ENTRIES SHOWN Start Marker

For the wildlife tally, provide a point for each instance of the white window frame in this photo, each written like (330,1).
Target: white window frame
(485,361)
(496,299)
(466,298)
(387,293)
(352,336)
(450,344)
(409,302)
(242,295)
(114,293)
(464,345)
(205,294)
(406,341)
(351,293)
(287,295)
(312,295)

ENTRIES SHOWN End Marker
ENTRIES SHOWN Start Marker

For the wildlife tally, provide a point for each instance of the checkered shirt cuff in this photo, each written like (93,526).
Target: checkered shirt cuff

ENTRIES SHOWN End Marker

Looking at the data above, how many lines hold the string "provide"? Reply with only the number.

2